═════ Supplied entries ═════

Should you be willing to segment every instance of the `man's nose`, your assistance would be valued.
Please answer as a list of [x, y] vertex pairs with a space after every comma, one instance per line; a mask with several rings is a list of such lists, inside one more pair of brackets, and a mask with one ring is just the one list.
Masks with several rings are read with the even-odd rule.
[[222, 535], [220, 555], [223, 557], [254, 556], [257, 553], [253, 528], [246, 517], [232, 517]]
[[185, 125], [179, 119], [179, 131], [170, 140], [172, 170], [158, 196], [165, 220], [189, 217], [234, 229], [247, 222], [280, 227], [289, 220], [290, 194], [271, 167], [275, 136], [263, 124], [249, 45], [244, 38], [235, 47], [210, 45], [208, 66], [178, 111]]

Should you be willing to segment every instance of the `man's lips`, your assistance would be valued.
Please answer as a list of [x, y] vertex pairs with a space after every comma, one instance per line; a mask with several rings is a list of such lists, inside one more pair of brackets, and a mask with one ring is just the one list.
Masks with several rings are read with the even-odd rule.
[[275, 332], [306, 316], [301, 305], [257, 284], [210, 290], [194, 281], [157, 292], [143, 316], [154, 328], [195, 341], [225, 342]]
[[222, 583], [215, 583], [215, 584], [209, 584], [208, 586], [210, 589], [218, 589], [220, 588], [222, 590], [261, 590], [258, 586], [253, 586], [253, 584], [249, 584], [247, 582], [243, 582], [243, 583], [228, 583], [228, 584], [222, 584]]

═════

◆ **Task directions**: Write out the entries from the very start through the line containing "66], [178, 111]]", inclusive, adding 121 to every coordinate in the answers and leaving all other lines unchanged.

◆ **Task output**:
Should you be willing to segment every instance of the `man's nose`, your assistance would be valued.
Please answer as a list of [x, y] vertex pairs with a space after every comma, one instance per line; a mask with several rings is a list of such lists, inside one more pair of brackets, and a mask with one ring is just the one list.
Masks with several rings are read with the even-odd rule.
[[343, 656], [341, 676], [344, 678], [375, 677], [378, 674], [374, 649], [367, 638], [353, 638]]
[[306, 246], [300, 240], [300, 252], [291, 261], [293, 291], [279, 317], [286, 341], [310, 338], [355, 350], [368, 343], [401, 348], [410, 341], [411, 315], [392, 288], [396, 257], [384, 245], [370, 166], [365, 159], [356, 168], [331, 166], [329, 187], [299, 232]]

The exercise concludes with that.